**What you will do**: Every record must reappear in the answer exactly as given.

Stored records
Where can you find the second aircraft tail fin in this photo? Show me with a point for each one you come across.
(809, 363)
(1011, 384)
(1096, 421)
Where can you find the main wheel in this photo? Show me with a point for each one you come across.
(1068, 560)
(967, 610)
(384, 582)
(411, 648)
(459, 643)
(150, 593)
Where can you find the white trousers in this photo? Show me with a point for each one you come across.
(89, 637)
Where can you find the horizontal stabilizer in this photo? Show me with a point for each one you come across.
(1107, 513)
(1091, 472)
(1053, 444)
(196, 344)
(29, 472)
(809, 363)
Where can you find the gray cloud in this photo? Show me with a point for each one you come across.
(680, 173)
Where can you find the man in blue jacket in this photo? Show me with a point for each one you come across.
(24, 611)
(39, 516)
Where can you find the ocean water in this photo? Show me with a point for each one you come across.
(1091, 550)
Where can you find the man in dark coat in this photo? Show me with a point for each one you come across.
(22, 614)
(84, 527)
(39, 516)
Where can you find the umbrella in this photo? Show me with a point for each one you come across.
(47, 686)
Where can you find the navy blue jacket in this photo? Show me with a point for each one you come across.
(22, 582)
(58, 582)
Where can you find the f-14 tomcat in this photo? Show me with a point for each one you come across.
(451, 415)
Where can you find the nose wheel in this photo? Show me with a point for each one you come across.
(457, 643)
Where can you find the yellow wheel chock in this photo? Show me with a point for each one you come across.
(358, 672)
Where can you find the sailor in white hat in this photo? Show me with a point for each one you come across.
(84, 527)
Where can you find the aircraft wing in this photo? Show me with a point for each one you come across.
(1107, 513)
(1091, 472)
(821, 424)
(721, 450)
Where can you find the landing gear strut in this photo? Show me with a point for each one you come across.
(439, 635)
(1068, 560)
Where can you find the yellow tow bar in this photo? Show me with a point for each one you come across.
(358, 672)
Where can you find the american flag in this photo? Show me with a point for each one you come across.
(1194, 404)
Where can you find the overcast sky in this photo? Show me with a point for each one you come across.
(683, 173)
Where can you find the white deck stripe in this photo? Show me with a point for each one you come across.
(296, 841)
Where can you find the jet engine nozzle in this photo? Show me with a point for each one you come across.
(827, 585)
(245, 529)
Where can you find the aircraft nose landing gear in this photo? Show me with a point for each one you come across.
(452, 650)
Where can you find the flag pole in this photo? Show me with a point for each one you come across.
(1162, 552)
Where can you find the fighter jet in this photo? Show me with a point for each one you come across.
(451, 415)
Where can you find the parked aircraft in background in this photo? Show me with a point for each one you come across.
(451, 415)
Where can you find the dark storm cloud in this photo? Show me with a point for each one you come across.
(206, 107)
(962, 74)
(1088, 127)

**Result**:
Where can you find the second aircraft tail fin in this photo? Show me with a point for each one you come across.
(809, 363)
(1011, 384)
(1096, 421)
Where can you find the main wheel in this photo? Show me with a point for each one you come across.
(1068, 560)
(967, 610)
(384, 582)
(411, 648)
(459, 643)
(150, 593)
Where can you find the white trousers in this photo? Show me with a point for each one you come across.
(89, 637)
Where can you find the horizontal stabilizer in this photo? Show me with a point for each one you come across.
(1107, 513)
(1091, 472)
(1053, 444)
(196, 344)
(29, 472)
(809, 363)
Where can you find the gray cloud in this photo? Show me with a point for each one you come across.
(680, 173)
Where can you find the man in blue jacket in this photo? Show me with a point for each one you come across.
(24, 611)
(39, 516)
Where can you find the ocean water in this photo? Show me with a point for each one you come across.
(1091, 550)
Where can you find the man in dark coat in this photo? Show me with a point for each one you come across.
(22, 614)
(84, 527)
(39, 516)
Where can you find the umbrella in this photo? Show me with a point for each one you come across.
(47, 686)
Where can you find the navy blue jacket in this photo? Show me with a point for each one you come across.
(22, 582)
(58, 582)
Where can you find the f-14 tomcat in this photo? Show me with a point for each one you come across.
(451, 415)
Where can you find the nose wheel in this photo? Show me with a point for each one you come across.
(457, 643)
Where can you find the yellow wheel chock in this photo? Show me with a point for each one you come across.
(358, 672)
Where can you find the sailor in white hat in this photo? Show me with a point for each one you come across.
(84, 527)
Where can you find the aircraft wing in this photo? Show me with a point for each one you come across.
(1107, 513)
(1091, 472)
(821, 424)
(721, 450)
Where can you find the landing gear strut in this photo? Show me with a point for each one you come across.
(439, 635)
(1068, 560)
Where can you find the yellow tow bar in this photo? Show me with a point for each one you come across.
(358, 672)
Where can you find the american flag in this photo? Show me with a point for each one you come across.
(1194, 404)
Where can you find the overcast sky in this photo? Show me with a point for each one you come across.
(683, 173)
Where can you find the white deck stripe in this photo? Show me with a point for each one you come across.
(296, 841)
Where can you find the jet engine nozzle in this photo? Show me with a point for each one you come across.
(827, 585)
(245, 529)
Where can you find the aircraft nose landing gear in this photo? Show me with a point for each one you come across.
(452, 650)
Where can you find the flag pole in this photo? Show me with a point for each one you come across.
(1162, 552)
Where can you find the fighter jet in this photo? Show me with a point for each one you come across.
(451, 415)
Where can you find the parked aircraft in background in this photo? Show me with a point for each one you come across.
(451, 415)
Where can you find the dark storm cloud in this photo? Show me with a point for each one you come across.
(206, 107)
(962, 74)
(1088, 127)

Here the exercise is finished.